● **Задание A**:
Что, согласно отрывку о приступе, спасло в тот день?
● **Задание B**:
Определите, соответствуют ли отрывку о приступе утверждения (i) голоса людей казались теплыми; (ii) наставница в ответ улыбнулась; (iii) в капелле состояние ирреальности полностью прошло. На каждое ответьте «да» или «нет» и приведите решающие слова отрывка.
● **Задание C**:
Напишите продолжение отрывка о приступе, начиная сразу после его последнего предложения.

● **Исходный отрывок**:

######

Приступы не только не делались реже, а лишь усиливались и становились чаще. Однажды я была на внеклассном мероприятии и внезапно увидела, как зал становится огромным, как будто освещенным ужасным электрическим светом — светом, который не давал теней. Все было отшлифованным, гладким, искусственным, напряженным до предела. Стулья и парты казались мне макетами, расставленными тут и там; ученики и преподаватели казались марионетками, которые двигались без причины, без цели. Я больше никого и ничего не узнавала. Реальность была как будто размытой, будто покинувшей все эти предметы и всех этих людей. Жуткая тревога проникла в меня, и я исступленно искала спасения. Я вслушивалась в разговоры, но не могла понять значения слов. Голоса казались мне металлическими, холодными, без тембра. Время от времени какое-нибудь слово откалывалось от других. Оно повторялось в моем мозгу, абсурдно, как если бы было вырезано ножом. И когда какая-нибудь из моих подруг приближалась ко мне, я видела, что она увеличивается и увеличивается, как тот стог сена. Я подошла к своей наставнице и сказала: „Мне страшно, потому что на голове у каждого человека — воронья голова, очень маленькая“. Она ласково улыбнулась и что-то ответила — не могу вспомнить что. Но ее улыбка, вместо того чтобы успокоить меня, еще больше усилила мою тревогу и смятение, потому что я увидела ее зубы, белые и ровные. Эти зубы блестели во вспышках света, и вскоре, оставаясь по-прежнему зубами, они стали единственным, что я видела, как если бы весь зал был из зубов под беспощадным светом. Небывалая до этого тревога охватила меня. Что в тот день все же спасло меня, так это движение. Как раз наступил час похода в капеллу для благословения, и мне надо было встать в очередь вместе с другими детьми. И мне очень помогло это движение, изменение поля зрения, необходимость делать что-то, что было обычным и понятным. И все же я перенесла свое состояние ирреальности в капеллу, хотя и в ослабленном виде. В тот вечер я была просто разбита.

######

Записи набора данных
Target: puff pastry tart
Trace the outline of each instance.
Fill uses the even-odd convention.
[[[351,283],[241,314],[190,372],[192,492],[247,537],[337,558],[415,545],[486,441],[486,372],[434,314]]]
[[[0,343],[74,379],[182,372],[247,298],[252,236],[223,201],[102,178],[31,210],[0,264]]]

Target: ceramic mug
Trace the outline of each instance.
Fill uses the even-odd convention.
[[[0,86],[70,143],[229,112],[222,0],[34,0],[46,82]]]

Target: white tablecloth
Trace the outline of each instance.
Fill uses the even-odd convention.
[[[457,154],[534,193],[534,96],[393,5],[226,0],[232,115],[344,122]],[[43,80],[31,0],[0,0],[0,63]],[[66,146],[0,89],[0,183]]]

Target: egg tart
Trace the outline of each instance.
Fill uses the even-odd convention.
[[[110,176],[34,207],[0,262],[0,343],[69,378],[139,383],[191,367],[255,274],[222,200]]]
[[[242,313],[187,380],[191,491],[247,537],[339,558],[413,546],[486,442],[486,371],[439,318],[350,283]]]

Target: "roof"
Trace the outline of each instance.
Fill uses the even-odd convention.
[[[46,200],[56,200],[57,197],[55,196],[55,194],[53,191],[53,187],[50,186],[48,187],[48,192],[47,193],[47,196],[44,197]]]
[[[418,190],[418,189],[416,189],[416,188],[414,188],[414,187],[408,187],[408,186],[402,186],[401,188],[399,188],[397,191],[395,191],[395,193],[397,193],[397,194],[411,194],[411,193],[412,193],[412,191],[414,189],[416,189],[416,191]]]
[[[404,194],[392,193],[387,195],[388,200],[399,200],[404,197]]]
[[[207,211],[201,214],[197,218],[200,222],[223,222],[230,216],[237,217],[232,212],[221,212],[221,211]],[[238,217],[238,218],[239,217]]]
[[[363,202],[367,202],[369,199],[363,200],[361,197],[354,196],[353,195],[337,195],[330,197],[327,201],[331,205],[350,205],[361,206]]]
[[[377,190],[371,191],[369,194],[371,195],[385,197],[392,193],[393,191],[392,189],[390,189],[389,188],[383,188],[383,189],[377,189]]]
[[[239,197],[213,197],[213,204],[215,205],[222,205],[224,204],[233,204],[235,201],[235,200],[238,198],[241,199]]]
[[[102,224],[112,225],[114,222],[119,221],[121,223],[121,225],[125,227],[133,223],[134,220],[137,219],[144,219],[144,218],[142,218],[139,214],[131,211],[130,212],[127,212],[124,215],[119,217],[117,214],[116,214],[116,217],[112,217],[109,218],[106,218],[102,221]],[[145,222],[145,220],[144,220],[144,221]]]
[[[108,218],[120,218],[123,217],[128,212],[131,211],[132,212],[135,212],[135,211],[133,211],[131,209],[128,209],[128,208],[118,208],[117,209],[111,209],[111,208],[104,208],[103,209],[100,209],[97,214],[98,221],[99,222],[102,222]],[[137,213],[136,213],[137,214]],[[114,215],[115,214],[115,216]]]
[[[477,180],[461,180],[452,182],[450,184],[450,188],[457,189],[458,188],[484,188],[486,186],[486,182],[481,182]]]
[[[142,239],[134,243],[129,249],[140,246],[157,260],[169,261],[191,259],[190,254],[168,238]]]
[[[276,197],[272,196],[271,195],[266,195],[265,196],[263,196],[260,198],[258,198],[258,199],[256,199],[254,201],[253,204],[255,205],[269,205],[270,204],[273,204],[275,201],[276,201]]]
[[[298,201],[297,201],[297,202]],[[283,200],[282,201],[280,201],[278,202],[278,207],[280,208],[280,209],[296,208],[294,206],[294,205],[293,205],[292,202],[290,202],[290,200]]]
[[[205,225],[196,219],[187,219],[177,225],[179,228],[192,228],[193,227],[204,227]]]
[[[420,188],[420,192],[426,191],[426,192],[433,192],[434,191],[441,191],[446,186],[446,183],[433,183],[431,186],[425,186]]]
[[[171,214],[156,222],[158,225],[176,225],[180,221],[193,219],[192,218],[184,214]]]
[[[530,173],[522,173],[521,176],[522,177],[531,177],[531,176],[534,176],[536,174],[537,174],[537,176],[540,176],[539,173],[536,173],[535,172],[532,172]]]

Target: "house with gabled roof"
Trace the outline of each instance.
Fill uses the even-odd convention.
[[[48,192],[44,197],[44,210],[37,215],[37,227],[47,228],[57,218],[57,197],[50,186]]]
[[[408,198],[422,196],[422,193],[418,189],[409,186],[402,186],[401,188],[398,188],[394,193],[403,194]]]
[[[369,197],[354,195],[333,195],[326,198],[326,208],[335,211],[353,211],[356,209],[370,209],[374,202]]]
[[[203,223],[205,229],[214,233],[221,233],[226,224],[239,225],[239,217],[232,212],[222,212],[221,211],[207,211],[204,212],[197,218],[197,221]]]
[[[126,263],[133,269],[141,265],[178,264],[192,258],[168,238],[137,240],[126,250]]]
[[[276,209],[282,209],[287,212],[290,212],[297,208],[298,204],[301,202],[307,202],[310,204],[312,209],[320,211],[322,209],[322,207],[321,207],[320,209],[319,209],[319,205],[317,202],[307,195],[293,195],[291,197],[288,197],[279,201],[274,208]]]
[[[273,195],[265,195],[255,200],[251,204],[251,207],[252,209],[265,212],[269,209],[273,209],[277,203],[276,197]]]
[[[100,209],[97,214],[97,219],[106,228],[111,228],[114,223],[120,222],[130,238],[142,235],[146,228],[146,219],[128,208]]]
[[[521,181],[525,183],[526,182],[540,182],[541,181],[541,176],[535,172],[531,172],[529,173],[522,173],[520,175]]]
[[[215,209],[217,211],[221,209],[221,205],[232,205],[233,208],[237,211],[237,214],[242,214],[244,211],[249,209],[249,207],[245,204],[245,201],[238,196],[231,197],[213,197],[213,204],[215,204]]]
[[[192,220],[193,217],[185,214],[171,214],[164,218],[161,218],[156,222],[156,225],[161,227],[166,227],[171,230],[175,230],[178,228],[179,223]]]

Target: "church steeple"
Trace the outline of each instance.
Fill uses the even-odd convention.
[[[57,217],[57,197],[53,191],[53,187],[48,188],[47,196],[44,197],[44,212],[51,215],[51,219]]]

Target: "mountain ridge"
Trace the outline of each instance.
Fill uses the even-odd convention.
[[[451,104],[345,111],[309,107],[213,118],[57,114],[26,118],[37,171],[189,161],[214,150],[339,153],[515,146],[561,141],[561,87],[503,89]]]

######

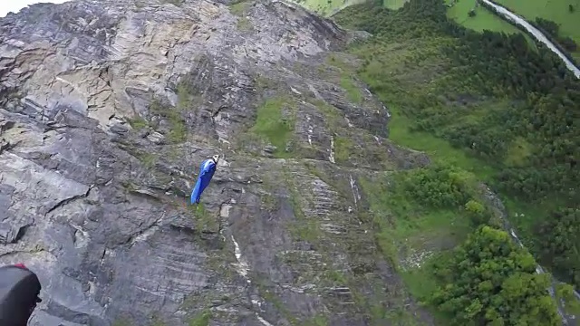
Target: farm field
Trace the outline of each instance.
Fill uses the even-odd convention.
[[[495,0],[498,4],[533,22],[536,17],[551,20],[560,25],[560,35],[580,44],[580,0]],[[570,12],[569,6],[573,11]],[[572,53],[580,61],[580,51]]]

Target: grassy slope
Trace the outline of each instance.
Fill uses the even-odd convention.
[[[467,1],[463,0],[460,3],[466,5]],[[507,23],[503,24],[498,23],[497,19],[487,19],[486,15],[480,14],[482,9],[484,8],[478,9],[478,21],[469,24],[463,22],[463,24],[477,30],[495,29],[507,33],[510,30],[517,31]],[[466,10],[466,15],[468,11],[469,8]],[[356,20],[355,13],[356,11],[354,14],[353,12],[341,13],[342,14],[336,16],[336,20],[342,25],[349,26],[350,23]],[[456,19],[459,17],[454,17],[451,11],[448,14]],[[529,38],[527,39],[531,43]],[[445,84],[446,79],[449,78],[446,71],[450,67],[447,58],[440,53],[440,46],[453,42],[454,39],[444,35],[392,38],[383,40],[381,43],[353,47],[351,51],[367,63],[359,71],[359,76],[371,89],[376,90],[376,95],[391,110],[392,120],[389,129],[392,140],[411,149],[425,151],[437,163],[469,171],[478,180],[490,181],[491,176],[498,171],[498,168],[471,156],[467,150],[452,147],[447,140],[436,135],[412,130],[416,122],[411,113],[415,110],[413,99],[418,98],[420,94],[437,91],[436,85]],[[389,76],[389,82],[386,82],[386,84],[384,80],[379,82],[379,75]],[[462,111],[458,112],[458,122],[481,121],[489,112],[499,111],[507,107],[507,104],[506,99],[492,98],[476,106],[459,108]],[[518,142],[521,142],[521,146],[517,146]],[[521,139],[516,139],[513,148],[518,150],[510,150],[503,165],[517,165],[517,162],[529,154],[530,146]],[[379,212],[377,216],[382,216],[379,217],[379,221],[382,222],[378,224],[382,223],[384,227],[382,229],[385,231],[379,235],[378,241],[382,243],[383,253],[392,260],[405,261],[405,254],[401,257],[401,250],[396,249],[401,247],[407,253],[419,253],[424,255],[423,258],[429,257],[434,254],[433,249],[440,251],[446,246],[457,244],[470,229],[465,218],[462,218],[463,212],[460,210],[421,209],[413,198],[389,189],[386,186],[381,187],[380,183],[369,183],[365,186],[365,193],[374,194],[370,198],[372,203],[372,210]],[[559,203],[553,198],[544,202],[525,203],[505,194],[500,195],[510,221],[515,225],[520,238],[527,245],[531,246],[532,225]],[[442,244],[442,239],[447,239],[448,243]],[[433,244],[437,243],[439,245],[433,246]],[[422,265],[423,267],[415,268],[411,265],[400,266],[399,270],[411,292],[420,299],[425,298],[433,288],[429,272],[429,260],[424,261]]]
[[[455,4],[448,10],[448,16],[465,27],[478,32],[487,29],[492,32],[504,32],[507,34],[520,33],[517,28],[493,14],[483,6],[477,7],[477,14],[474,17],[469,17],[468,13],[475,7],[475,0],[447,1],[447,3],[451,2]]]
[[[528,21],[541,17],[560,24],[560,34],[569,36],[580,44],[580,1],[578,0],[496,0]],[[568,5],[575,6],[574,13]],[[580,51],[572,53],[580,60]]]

######

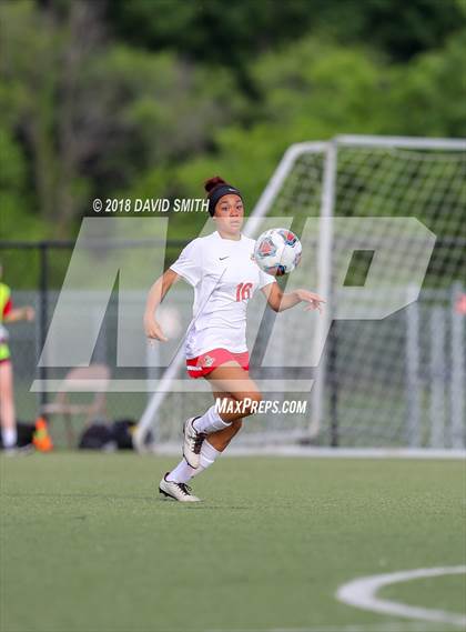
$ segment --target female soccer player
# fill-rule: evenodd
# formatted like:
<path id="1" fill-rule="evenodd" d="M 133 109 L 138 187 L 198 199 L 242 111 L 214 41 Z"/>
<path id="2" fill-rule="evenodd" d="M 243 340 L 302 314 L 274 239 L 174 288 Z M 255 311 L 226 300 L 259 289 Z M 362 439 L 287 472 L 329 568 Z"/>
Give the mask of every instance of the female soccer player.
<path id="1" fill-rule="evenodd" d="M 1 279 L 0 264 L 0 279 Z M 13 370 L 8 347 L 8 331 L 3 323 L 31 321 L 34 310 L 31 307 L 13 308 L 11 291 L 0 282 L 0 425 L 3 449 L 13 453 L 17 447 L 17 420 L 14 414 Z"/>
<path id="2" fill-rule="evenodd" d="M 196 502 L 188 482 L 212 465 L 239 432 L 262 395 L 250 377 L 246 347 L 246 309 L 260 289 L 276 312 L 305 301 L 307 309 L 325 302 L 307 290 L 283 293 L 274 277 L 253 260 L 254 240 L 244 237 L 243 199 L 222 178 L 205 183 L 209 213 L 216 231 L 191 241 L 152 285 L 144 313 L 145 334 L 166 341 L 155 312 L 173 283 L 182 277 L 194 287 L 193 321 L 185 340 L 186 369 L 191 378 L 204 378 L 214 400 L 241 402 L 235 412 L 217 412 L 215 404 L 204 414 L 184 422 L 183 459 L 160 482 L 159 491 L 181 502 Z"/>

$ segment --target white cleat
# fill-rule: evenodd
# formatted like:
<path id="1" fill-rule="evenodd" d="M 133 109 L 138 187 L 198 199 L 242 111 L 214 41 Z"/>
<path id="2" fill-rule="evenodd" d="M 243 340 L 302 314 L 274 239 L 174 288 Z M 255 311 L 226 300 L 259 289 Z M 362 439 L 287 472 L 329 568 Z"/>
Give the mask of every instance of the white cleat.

######

● **Ответ A**:
Движение: пришло время идти в капеллу для благословения и встать в очередь с другими детьми.

● **Ответ B**:
(i) Нет: «Голоса казались мне металлическими, холодными, без тембра».
(ii) Да: «Она ласково улыбнулась и что-то ответила».
(iii) Нет: «И все же я перенесла свое состояние ирреальности в капеллу, хотя и в ослабленном виде».

● **Ответ C**:
Поразительная вещь: как только мне удавалось вновь вернуться в реальность, я тут же переставала думать об своих ужасных переживаниях. Я не забывала о них, а просто больше о них не думала. И тем не менее они очень часто возвращались, занимая все большее и большее место в моей жизни».
Глава вторая.
Борьба с ирреальностью начинается
«Мой последний год в начальной школе был очень хорошим с точки зрения учебы. Я получила три поощрения, из которых два были первой степени. Таким образом, у меня было все, чтобы успешно заниматься в лицее. Увы, этого не случилось, и в большой степени из-за „ирреальности“. Во-первых, мне было очень тяжело адаптироваться к ритму учебных дисциплин и к новой манере преподавания. И потом, три предмета буквально ужасали меня. Это были уроки музыки, рисования и физкультуры. И еще я добавила бы урок шитья. У меня был хороший высокий голос, сопрано, и преподаватель рассчитывал, что в хоре я буду исполнять сольные партии. Однако очень скоро он обнаружил, что пела я фальшиво — будучи невнимательной, брала на один-два тона выше или ниже. Мне также не давалось сольфеджио, не получалось отбивать такт и следить за ритмом. Каждый из этих уроков вызывал во мне невероятную, не пропорциональную предмету тревогу. Так же обстояло дело и с рисованием. Не знаю, что со мной произошло во время летних каникул, но я обнаружила, что потеряла чувство перспективы. Я копировала модель с рисунка моей коллеги, что давало ложную перспективу по отношению к тому месту, где находилась я. На физкультуре я путала команды „направо“, „налево“. На уроке шитья я не могла понять технику кройки, загадкой оставалось и вывязывание чулочных пяток. Все эти предметы, хоть и были разными, представляли для меня одинаковую сложность: несмотря на мои старания, я все больше и больше теряла практические навыки.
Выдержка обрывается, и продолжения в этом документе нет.